Only a number is expected: how many lines in these records mention the word "chrome"?

%%

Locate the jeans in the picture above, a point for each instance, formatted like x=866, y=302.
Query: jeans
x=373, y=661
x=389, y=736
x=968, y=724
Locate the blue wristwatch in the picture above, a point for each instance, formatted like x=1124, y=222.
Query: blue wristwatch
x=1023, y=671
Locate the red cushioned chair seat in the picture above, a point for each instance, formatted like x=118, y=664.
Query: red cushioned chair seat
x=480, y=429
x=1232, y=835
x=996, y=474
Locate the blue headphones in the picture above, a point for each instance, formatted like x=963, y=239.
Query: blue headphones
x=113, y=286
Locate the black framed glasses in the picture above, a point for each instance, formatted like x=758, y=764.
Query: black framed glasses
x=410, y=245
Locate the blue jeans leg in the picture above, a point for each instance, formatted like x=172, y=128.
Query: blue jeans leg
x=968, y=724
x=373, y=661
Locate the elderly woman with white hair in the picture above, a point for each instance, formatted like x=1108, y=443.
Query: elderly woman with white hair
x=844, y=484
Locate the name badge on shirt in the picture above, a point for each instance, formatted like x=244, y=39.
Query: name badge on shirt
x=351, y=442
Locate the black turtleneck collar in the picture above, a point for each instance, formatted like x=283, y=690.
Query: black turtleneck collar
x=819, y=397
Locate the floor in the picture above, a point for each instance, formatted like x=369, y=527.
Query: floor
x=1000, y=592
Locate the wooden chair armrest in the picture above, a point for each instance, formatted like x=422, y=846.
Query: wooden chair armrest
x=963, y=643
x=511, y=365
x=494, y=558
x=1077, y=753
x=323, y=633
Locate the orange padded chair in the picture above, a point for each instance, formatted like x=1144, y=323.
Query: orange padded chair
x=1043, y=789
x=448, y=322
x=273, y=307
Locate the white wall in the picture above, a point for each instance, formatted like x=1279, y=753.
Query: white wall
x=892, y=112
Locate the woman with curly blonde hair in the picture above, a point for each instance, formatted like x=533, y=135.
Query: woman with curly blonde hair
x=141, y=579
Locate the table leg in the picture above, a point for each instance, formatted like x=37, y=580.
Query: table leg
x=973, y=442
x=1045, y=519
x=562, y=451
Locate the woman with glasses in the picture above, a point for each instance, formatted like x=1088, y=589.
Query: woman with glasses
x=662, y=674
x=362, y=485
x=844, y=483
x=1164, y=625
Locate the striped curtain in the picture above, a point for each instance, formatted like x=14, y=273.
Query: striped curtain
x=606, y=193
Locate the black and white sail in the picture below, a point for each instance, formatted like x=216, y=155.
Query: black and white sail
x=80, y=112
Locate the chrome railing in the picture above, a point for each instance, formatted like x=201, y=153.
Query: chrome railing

%%

** EXERCISE OUTPUT **
2